━━━ Supplied records ━━━
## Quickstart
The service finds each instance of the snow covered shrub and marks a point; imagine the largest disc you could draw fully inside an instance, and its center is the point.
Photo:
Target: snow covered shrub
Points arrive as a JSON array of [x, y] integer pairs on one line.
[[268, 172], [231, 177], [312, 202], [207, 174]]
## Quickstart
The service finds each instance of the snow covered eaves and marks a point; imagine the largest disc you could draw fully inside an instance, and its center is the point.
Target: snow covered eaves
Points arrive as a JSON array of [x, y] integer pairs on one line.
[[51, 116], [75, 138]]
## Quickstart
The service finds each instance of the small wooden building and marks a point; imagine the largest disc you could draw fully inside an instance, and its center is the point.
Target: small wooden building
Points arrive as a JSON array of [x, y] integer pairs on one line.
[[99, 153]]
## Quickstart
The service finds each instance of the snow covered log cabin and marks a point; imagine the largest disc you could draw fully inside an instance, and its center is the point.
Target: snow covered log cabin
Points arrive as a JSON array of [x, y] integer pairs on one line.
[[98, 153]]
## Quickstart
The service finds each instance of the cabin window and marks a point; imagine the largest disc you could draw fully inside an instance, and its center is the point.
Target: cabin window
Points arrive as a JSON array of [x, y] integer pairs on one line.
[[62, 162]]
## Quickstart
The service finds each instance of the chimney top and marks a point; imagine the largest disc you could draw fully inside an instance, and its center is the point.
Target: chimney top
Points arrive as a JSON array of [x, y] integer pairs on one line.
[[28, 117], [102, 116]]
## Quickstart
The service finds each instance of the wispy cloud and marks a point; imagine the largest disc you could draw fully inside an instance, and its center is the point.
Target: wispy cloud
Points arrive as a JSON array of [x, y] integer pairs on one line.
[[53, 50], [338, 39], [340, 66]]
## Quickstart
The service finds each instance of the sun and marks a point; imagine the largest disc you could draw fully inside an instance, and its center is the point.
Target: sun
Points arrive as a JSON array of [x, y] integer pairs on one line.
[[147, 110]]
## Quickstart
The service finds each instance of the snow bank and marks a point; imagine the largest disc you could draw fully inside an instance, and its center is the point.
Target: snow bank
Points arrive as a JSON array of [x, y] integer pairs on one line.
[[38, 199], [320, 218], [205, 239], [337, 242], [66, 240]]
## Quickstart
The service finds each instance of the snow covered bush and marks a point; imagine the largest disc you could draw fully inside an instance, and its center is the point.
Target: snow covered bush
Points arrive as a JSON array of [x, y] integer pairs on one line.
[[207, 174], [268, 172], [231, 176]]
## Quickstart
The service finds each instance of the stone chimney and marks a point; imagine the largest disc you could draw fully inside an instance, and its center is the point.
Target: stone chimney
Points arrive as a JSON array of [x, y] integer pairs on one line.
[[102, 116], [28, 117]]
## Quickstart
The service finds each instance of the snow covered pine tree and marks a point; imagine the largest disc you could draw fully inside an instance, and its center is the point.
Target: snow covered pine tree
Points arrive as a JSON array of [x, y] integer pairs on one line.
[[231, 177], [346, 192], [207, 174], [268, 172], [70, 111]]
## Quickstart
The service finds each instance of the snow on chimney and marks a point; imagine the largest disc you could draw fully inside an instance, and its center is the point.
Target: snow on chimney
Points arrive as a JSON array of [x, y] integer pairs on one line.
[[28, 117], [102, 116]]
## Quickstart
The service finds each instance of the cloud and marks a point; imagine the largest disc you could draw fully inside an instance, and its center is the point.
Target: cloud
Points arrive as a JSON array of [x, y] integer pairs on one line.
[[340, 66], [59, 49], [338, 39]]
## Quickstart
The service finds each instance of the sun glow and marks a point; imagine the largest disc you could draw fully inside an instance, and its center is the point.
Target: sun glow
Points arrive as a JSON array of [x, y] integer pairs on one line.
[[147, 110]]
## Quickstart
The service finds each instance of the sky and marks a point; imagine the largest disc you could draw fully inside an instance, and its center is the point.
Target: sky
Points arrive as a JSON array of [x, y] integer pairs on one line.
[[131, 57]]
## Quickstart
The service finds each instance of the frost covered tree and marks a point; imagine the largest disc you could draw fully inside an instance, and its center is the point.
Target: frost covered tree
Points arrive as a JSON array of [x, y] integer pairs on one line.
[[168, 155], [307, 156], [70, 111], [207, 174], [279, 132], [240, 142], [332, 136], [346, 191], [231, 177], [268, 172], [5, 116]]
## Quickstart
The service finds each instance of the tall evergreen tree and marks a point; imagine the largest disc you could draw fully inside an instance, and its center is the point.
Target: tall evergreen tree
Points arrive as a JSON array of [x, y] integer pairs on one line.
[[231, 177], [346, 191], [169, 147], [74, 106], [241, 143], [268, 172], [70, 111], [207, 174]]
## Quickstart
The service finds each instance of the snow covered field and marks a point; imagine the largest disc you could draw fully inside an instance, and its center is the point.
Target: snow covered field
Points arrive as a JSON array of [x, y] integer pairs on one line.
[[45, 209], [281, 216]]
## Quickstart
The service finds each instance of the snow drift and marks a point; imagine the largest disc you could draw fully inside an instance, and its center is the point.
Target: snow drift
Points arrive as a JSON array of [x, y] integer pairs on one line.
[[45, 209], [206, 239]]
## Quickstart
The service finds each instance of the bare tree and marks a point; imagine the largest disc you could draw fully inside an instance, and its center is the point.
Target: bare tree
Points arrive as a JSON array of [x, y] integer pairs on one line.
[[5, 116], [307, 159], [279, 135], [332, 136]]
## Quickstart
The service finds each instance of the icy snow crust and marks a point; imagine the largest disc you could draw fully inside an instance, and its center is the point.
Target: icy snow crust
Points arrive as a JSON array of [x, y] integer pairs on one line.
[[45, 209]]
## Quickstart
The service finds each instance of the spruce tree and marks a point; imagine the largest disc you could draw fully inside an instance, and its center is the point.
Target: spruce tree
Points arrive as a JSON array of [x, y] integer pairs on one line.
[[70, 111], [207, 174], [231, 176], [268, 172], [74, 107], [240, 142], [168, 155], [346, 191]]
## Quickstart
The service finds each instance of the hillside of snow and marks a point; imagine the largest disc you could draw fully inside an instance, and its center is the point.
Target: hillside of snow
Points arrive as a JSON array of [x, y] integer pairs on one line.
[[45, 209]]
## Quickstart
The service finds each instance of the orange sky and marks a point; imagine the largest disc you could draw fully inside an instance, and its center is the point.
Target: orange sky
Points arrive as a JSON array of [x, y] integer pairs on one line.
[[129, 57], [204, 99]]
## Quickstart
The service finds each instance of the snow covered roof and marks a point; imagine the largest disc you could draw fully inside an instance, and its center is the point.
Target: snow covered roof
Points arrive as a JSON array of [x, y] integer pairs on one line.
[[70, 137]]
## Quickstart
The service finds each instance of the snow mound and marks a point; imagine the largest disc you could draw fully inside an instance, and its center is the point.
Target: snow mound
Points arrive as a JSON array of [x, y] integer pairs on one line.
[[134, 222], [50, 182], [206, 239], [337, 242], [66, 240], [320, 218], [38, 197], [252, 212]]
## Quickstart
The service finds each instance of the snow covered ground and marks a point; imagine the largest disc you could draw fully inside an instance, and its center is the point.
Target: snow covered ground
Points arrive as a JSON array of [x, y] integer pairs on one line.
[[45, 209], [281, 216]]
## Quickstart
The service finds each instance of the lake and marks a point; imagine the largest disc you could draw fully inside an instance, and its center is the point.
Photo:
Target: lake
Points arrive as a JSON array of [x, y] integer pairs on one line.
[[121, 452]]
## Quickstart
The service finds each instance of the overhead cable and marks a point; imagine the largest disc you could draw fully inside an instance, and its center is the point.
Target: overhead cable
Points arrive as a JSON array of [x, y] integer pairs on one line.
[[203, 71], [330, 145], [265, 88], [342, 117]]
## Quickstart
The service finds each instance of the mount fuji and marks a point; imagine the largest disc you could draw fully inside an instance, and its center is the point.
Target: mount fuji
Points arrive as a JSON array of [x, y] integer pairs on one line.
━━━
> _Written task_
Recast these entries as a numbered list with one line per item, omitting any blank lines.

> _Reply_
1. ## Quickstart
2. The service finds each instance of the snow covered shrub and marks a point; imagine the largest disc you could draw fully inside an instance, and its center is the point.
3. Photo:
4. Target: snow covered shrub
5. Points arrive as a JSON array of [x, y] integer pairs on one line.
6. [[268, 172], [231, 177], [312, 202], [207, 174]]
7. ## Quickstart
8. The service finds each instance of the snow covered eaves and marks a point; imagine the largest disc you could draw fully inside an instance, and its center is the point.
9. Target: snow covered eaves
10. Points arrive as a JSON array of [x, y] integer pairs on one line.
11. [[51, 116], [75, 138]]
12. ## Quickstart
13. The service finds each instance of the small wooden building and marks a point; imagine the largest disc you could draw fully inside an instance, and its center is the point.
14. Target: small wooden building
15. Points arrive as a JSON array of [x, y] integer pairs on one line.
16. [[99, 153]]
17. ## Quickstart
18. The service finds each instance of the snow covered log cabin and marks a point; imagine the largest disc you could draw fully inside an instance, and its center is the point.
19. Target: snow covered log cabin
20. Points arrive as a JSON array of [x, y] integer pairs on one line.
21. [[98, 153]]
22. ## Quickstart
23. The service finds each instance of the cabin window and marks a point; imagine the largest disc you could draw fully inside an instance, and its center is the point.
24. Target: cabin window
25. Points arrive as a JSON array of [x, y] integer pairs on one line.
26. [[62, 162]]
27. ## Quickstart
28. The service finds each instance of the chimney top and marks a point; imagine the largest disc you could draw fully inside an instance, and its center is the point.
29. Target: chimney top
30. Points arrive as a JSON array of [x, y] integer pairs on one line.
31. [[28, 117], [102, 116]]
32. ## Quickstart
33. The service finds each instance of the wispy cloud and marks a point; imagine the largest disc you could draw fully inside an instance, and its center is the point.
34. Target: wispy cloud
35. Points arrive as a JSON array of [x, y] integer pairs on one line.
36. [[53, 50], [338, 39], [340, 66]]
37. ## Quickstart
38. The service finds each instance of the sun and marks a point; imagine the largest disc you could draw fully inside an instance, and its center is the point.
39. Target: sun
40. Points arrive as a JSON array of [x, y] integer pairs on one line.
41. [[147, 110]]
42. ## Quickstart
43. The service finds each instance of the snow bank and marks a point; imagine the largest disc you could draw fully inside an instance, and its center is the point.
44. Target: snow bank
45. Points arrive as a JSON array of [x, y] integer pairs on one line.
46. [[38, 199], [320, 218], [205, 239], [337, 242], [66, 240]]
47. ## Quickstart
48. The service finds each instance of the snow covered bush and marks a point; imagine the largest disc you could draw fully inside an instance, and its center is the point.
49. Target: snow covered bush
50. Points arrive as a JSON array of [x, y] integer pairs on one line.
51. [[207, 174], [268, 172], [231, 176]]
52. ## Quickstart
53. The service finds each instance of the stone chimney and marks a point; imagine the largest disc you could draw fully inside an instance, and its center is the point.
54. Target: stone chimney
55. Points arrive as a JSON array of [x, y] integer pairs on one line.
56. [[102, 116], [28, 117]]
57. ## Quickstart
58. The service finds each instance of the snow covered pine tree and marks a point; imagine the largest disc you could draw fully inside an instance, and its center is the point.
59. Target: snow covered pine tree
60. Points arrive as a JSON array of [x, y] integer pairs on one line.
61. [[231, 177], [346, 192], [207, 174], [268, 172], [70, 111]]
62. ## Quickstart
63. The service finds each instance of the snow on chimney and marks a point; imagine the largest disc you could draw fully inside an instance, and its center is the point.
64. Target: snow on chimney
65. Points arrive as a JSON array of [x, y] integer pairs on one line.
66. [[28, 117], [102, 116]]
67. ## Quickstart
68. The service finds each instance of the cloud and marks a point; imagine the largest disc you could draw fully inside an instance, and its center is the point.
69. Target: cloud
70. Points arrive as a JSON array of [x, y] integer pairs on one line.
71. [[340, 66], [59, 49], [338, 39]]
72. ## Quickstart
73. The service finds each instance of the sun glow and marks a point; imagine the largest disc you could draw fully inside an instance, and its center is the point.
74. Target: sun glow
75. Points arrive as a JSON array of [x, y] integer pairs on one line.
76. [[147, 110]]
77. ## Quickstart
78. The service finds each instance of the sky and marks a point; imagine the largest disc you could draw fully inside an instance, and its center is the point.
79. Target: sky
80. Points arrive as a JSON array of [x, y] integer pairs on one line.
81. [[131, 57]]
82. ## Quickstart
83. The service finds each instance of the frost covered tree and marks a point; imagine the largest disc you could draw fully inside an instance, and its center is the point.
84. Target: frost covered tree
85. Points arrive as a JSON array of [x, y] integer pairs on one line.
86. [[168, 155], [307, 156], [70, 111], [207, 174], [279, 132], [240, 142], [332, 136], [346, 191], [231, 177], [268, 172], [5, 116]]
87. ## Quickstart
88. The service finds each instance of the tall evergreen tree and marks a point; imagine the largest disc you could draw fully inside an instance, and its center is the point.
89. Target: tall evergreen tree
90. Points arrive as a JSON array of [x, y] integer pairs on one line.
91. [[231, 177], [346, 191], [169, 147], [74, 106], [241, 143], [268, 172], [70, 111], [207, 174]]
92. ## Quickstart
93. The service finds each instance of the snow covered field and marks a point; imagine the largest disc you could draw fully inside an instance, and its center is the point.
94. Target: snow covered field
95. Points arrive as a JSON array of [x, y] integer pairs on one line.
96. [[45, 209], [281, 216]]
97. ## Quickstart
98. The service finds each instance of the snow drift and marks a point; imagine the largest disc you could draw fully inside an instance, and its center is the point.
99. Target: snow drift
100. Points arrive as a JSON array of [x, y] integer pairs on one line.
101. [[45, 209], [206, 239]]
102. ## Quickstart
103. The service finds each instance of the bare tree and marks a point; imagine the largest disc you could draw fully inside an instance, and its center is the point.
104. Target: bare tree
105. Points arrive as a JSON array of [x, y] integer pairs on one line.
106. [[5, 116], [307, 159], [279, 135], [332, 136]]
107. ## Quickstart
108. The service finds each instance of the icy snow crust and marks a point; imagine the largest disc you could draw fully inside an instance, and its center is the point.
109. Target: icy snow crust
110. Points arrive as a JSON array of [x, y] integer pairs on one line.
111. [[45, 209]]
112. ## Quickstart
113. The service finds each instance of the spruce tree and marks a point; imagine the largest disc you could draw fully inside an instance, and its center is the point.
114. Target: spruce tree
115. Points arrive as a JSON array of [x, y] integer pairs on one line.
116. [[70, 111], [207, 174], [231, 176], [268, 172], [74, 107], [240, 142], [168, 155], [346, 191]]
117. ## Quickstart
118. The service finds each instance of the hillside of snow and marks a point; imagine the largest disc you could draw fully inside an instance, and its center is the point.
119. Target: hillside of snow
120. Points arrive as a JSON array of [x, y] integer pairs on one line.
121. [[45, 209]]
122. ## Quickstart
123. The service finds each instance of the orange sky and marks a point; imagine the largest disc you could draw fully inside an instance, and its center is the point.
124. Target: orange sky
125. Points arrive as a JSON array of [x, y] integer pairs on one line.
126. [[129, 57], [204, 99]]
127. ## Quickstart
128. The service finds each instance of the snow covered roof and marks a point; imagine the largest disc you could draw fully inside an instance, and its center is the point.
129. Target: snow covered roof
130. Points arrive as a JSON array of [x, y] integer pairs on one line.
131. [[70, 137]]
132. ## Quickstart
133. The service finds each instance of the snow mound and marks a point; imagine the largest disc you could draw fully inside an instance, and its center is the point.
134. Target: snow mound
135. Points arrive as a JSON array of [x, y] integer pairs on one line.
136. [[134, 222], [50, 182], [206, 239], [337, 242], [66, 240], [320, 218], [38, 197], [252, 212]]
137. ## Quickstart
138. The service finds each instance of the snow covered ground and marks a point; imagine the largest disc you could draw fully inside an instance, and its center is the point.
139. Target: snow covered ground
140. Points arrive as a JSON array of [x, y] integer pairs on one line.
141. [[45, 209], [281, 216]]
142. ## Quickstart
143. The service finds each instance of the lake and marks a point; imagine the largest disc you could draw fully inside an instance, and its center is the point.
144. Photo:
145. Target: lake
146. Points arrive as a JSON array of [x, y] integer pairs on one line.
147. [[121, 452]]
148. ## Quickstart
149. The service finds each instance of the overhead cable and marks a point; imagine the largest disc you could draw fully inside an instance, and its center is the point.
150. Target: overhead cable
151. Points arrive as a JSON array of [x, y] integer pairs on one line.
152. [[203, 71], [330, 145], [265, 88], [342, 117]]
153. ## Quickstart
154. The service finds each instance of the mount fuji and marks a point; imagine the largest disc you could draw fully inside an instance, and its center is the point.
155. Target: mount fuji
156. Points arrive as a JSON array of [x, y] integer pairs on one line.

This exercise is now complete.